# EXERCISE INPUT:
>>>>>

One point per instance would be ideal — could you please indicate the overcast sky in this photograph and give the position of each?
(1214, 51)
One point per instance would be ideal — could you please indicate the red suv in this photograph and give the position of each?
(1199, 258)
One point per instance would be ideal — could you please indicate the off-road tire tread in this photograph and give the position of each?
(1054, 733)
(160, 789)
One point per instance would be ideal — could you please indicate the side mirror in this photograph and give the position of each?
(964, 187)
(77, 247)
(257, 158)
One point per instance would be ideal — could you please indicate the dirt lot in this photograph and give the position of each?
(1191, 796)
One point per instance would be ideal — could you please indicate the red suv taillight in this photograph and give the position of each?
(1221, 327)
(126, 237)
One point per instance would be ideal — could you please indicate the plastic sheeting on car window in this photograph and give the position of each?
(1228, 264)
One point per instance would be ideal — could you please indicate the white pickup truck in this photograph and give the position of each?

<<<<<
>>>>>

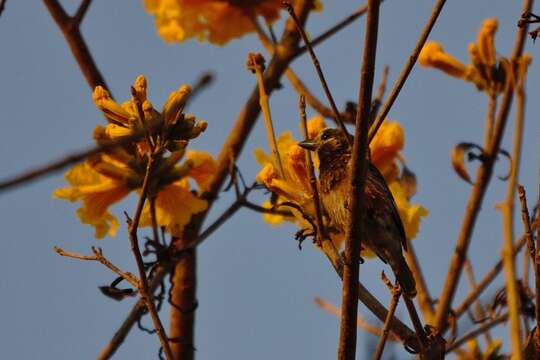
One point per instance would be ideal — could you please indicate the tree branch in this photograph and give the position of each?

<<<<<
>>>>>

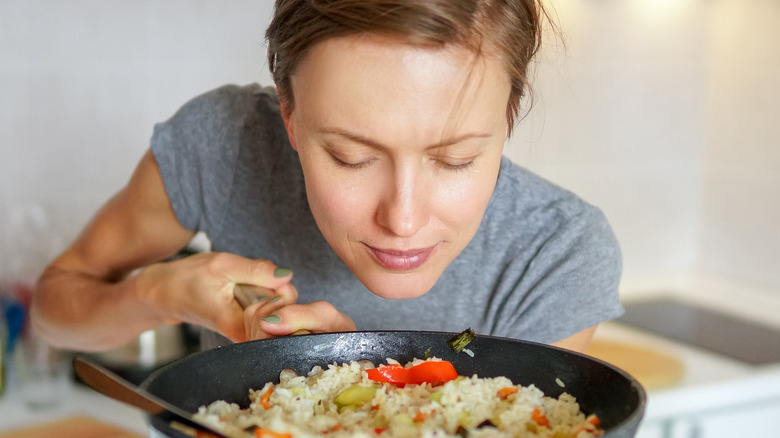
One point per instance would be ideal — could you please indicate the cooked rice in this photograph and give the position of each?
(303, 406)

<<<<<

# EXERCISE:
Copy out the listing lines word for word, beginning at the line containing "indicate the plastic" and continuing through the line containing "(1228, 264)".

# RESPONSE TO THIS TASK:
One point per instance would be ideal — could you please indicate the plastic sheeting on car window in this photograph and give the position of each?
(1228, 264)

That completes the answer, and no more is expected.